◆ WHAT THE TASK ASKS
In the infant school's history page, what does the school say it uses History to help the children better understand, besides teaching the National Curriculum?

◆ EXTRACT PROVIDED
******************************

Infant School

Aiming High, Achieving Together




The National Curriculum aims for Key Stage 1 are

  • know and understand the history of these islands as a coherent, chronological narrative, from the earliest times to the present day: how people’s lives have shaped this nation and how Britain has influenced and been influenced by the wider world
  • understand historical concepts such as continuity and change, cause and consequence, similarity, difference and significance, and use them to make connections, draw contrasts, analyse trends, frame historically-valid questions and create their own structured accounts, including written narratives and analysis
  • understand the methods of historical enquiry, including how evidence is used rigorously to make historical claims, and discern how and why contrasting arguments and interpretations of the past have been constructed in History
  • gain historical perspective by placing their growing knowledge into different contexts, understanding the connections between local, regional, national and international history; between cultural, economic, military, political, religious and social history; and between short- and long-term timescales. 


We teach the National Curriculum but also use History to help the children better understand the society and culture in which they live. To help them understand how we have developed and made decisions over time which have helped shaped Popley, Great Britain and the world we live in today.

******************************

◆ RECORDED INFORMATION
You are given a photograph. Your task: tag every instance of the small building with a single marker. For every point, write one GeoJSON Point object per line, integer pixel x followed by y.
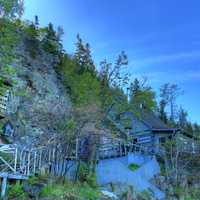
{"type": "Point", "coordinates": [145, 128]}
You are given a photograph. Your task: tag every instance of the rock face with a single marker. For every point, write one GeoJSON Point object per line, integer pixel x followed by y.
{"type": "Point", "coordinates": [38, 102]}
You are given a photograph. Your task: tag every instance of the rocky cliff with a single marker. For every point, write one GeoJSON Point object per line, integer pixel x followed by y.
{"type": "Point", "coordinates": [37, 101]}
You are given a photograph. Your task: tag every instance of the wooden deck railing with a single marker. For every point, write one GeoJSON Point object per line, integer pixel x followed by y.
{"type": "Point", "coordinates": [3, 103]}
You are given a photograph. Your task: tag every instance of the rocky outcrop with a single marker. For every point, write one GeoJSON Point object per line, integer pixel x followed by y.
{"type": "Point", "coordinates": [38, 102]}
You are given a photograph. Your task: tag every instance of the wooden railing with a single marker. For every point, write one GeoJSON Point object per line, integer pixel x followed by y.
{"type": "Point", "coordinates": [3, 103]}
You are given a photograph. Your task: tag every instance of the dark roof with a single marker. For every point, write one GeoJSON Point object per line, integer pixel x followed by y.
{"type": "Point", "coordinates": [153, 122]}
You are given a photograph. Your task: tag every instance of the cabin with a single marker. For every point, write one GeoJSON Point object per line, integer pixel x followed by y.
{"type": "Point", "coordinates": [145, 128]}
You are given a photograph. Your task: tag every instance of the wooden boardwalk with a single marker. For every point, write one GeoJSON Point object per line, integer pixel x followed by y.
{"type": "Point", "coordinates": [20, 163]}
{"type": "Point", "coordinates": [3, 103]}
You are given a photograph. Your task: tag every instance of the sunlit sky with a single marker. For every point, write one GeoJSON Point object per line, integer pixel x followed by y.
{"type": "Point", "coordinates": [161, 38]}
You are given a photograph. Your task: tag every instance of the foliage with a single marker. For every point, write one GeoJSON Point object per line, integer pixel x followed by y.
{"type": "Point", "coordinates": [51, 40]}
{"type": "Point", "coordinates": [142, 94]}
{"type": "Point", "coordinates": [15, 192]}
{"type": "Point", "coordinates": [85, 176]}
{"type": "Point", "coordinates": [84, 88]}
{"type": "Point", "coordinates": [83, 57]}
{"type": "Point", "coordinates": [11, 8]}
{"type": "Point", "coordinates": [133, 167]}
{"type": "Point", "coordinates": [31, 39]}
{"type": "Point", "coordinates": [69, 190]}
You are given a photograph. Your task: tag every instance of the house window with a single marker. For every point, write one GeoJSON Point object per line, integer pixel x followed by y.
{"type": "Point", "coordinates": [145, 139]}
{"type": "Point", "coordinates": [162, 140]}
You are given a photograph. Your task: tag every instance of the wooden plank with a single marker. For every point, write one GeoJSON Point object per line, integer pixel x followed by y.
{"type": "Point", "coordinates": [15, 167]}
{"type": "Point", "coordinates": [13, 176]}
{"type": "Point", "coordinates": [3, 187]}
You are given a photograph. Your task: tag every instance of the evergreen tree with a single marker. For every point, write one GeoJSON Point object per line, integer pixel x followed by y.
{"type": "Point", "coordinates": [11, 9]}
{"type": "Point", "coordinates": [162, 112]}
{"type": "Point", "coordinates": [50, 42]}
{"type": "Point", "coordinates": [182, 118]}
{"type": "Point", "coordinates": [83, 56]}
{"type": "Point", "coordinates": [142, 95]}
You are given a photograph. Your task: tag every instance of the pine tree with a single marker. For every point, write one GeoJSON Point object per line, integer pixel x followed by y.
{"type": "Point", "coordinates": [182, 118]}
{"type": "Point", "coordinates": [83, 56]}
{"type": "Point", "coordinates": [142, 95]}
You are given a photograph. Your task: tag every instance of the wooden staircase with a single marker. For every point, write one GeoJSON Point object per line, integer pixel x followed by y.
{"type": "Point", "coordinates": [3, 103]}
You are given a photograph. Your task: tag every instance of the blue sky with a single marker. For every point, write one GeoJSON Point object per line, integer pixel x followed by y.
{"type": "Point", "coordinates": [161, 38]}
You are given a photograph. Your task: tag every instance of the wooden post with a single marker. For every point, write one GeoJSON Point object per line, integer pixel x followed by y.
{"type": "Point", "coordinates": [53, 156]}
{"type": "Point", "coordinates": [3, 187]}
{"type": "Point", "coordinates": [120, 148]}
{"type": "Point", "coordinates": [28, 166]}
{"type": "Point", "coordinates": [49, 156]}
{"type": "Point", "coordinates": [15, 167]}
{"type": "Point", "coordinates": [34, 164]}
{"type": "Point", "coordinates": [77, 148]}
{"type": "Point", "coordinates": [40, 161]}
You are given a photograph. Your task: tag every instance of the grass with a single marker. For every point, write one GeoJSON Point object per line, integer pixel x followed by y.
{"type": "Point", "coordinates": [68, 190]}
{"type": "Point", "coordinates": [133, 167]}
{"type": "Point", "coordinates": [16, 192]}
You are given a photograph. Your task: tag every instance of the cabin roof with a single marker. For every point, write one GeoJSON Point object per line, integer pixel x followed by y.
{"type": "Point", "coordinates": [151, 121]}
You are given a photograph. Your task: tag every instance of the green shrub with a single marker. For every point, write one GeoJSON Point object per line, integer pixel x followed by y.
{"type": "Point", "coordinates": [16, 192]}
{"type": "Point", "coordinates": [70, 191]}
{"type": "Point", "coordinates": [133, 167]}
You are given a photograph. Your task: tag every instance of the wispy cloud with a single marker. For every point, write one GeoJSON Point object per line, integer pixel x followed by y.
{"type": "Point", "coordinates": [159, 59]}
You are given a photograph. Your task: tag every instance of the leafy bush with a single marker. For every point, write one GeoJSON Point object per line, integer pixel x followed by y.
{"type": "Point", "coordinates": [16, 192]}
{"type": "Point", "coordinates": [70, 191]}
{"type": "Point", "coordinates": [133, 167]}
{"type": "Point", "coordinates": [84, 176]}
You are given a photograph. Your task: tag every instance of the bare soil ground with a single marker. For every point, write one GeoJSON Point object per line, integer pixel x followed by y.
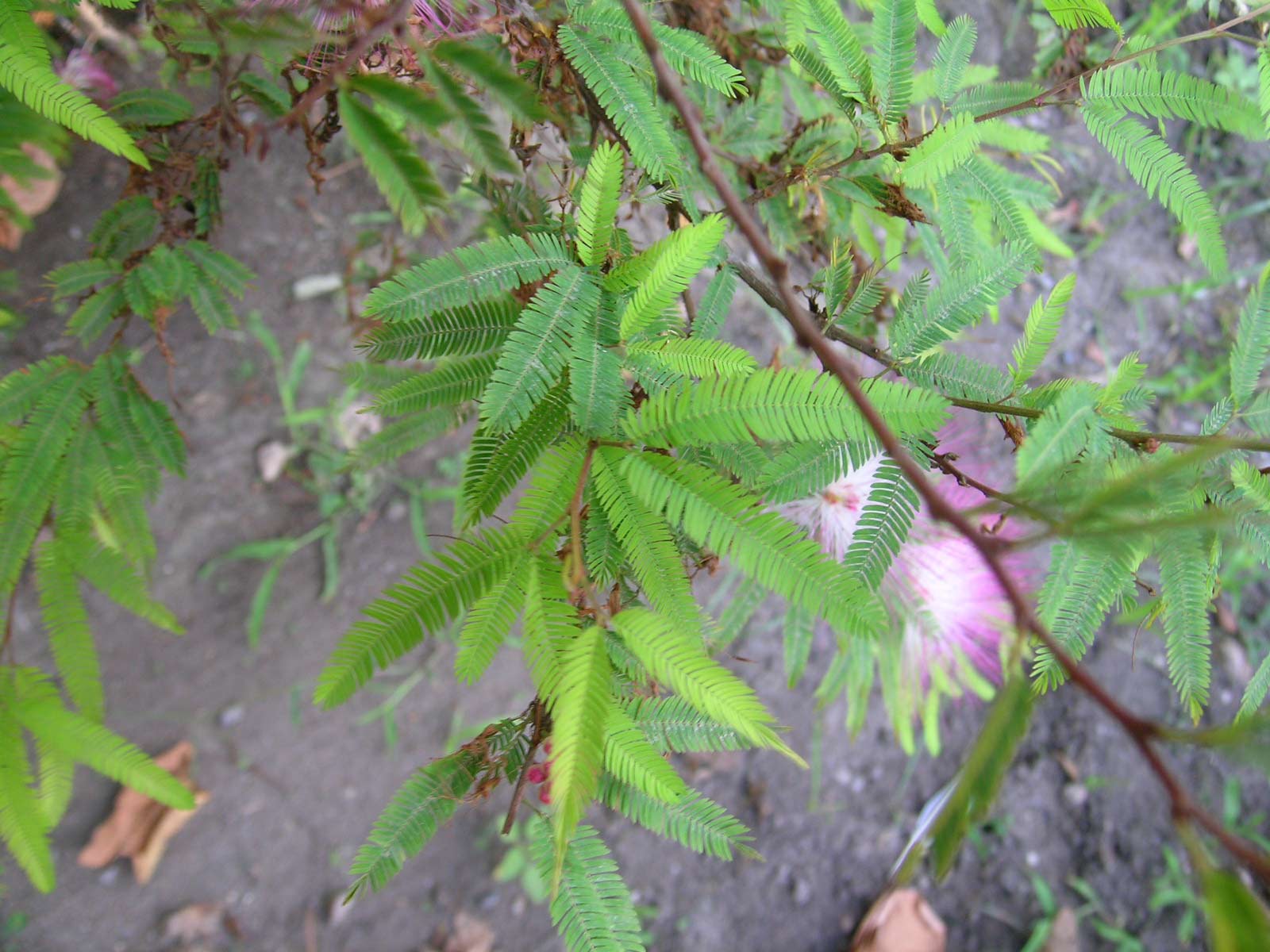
{"type": "Point", "coordinates": [295, 790]}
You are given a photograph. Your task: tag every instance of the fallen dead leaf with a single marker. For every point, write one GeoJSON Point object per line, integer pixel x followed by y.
{"type": "Point", "coordinates": [140, 828]}
{"type": "Point", "coordinates": [901, 922]}
{"type": "Point", "coordinates": [467, 935]}
{"type": "Point", "coordinates": [201, 920]}
{"type": "Point", "coordinates": [32, 197]}
{"type": "Point", "coordinates": [1064, 936]}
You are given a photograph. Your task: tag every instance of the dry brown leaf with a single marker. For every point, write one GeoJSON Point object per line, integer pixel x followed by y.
{"type": "Point", "coordinates": [1064, 936]}
{"type": "Point", "coordinates": [201, 920]}
{"type": "Point", "coordinates": [32, 197]}
{"type": "Point", "coordinates": [901, 922]}
{"type": "Point", "coordinates": [467, 935]}
{"type": "Point", "coordinates": [140, 828]}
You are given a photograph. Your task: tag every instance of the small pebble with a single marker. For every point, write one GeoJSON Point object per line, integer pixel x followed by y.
{"type": "Point", "coordinates": [1076, 793]}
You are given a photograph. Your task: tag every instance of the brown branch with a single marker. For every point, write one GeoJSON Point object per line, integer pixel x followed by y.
{"type": "Point", "coordinates": [1140, 731]}
{"type": "Point", "coordinates": [1041, 99]}
{"type": "Point", "coordinates": [1142, 440]}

******************************

◆ OUTPUT OF THE TASK
The society and culture in which they live.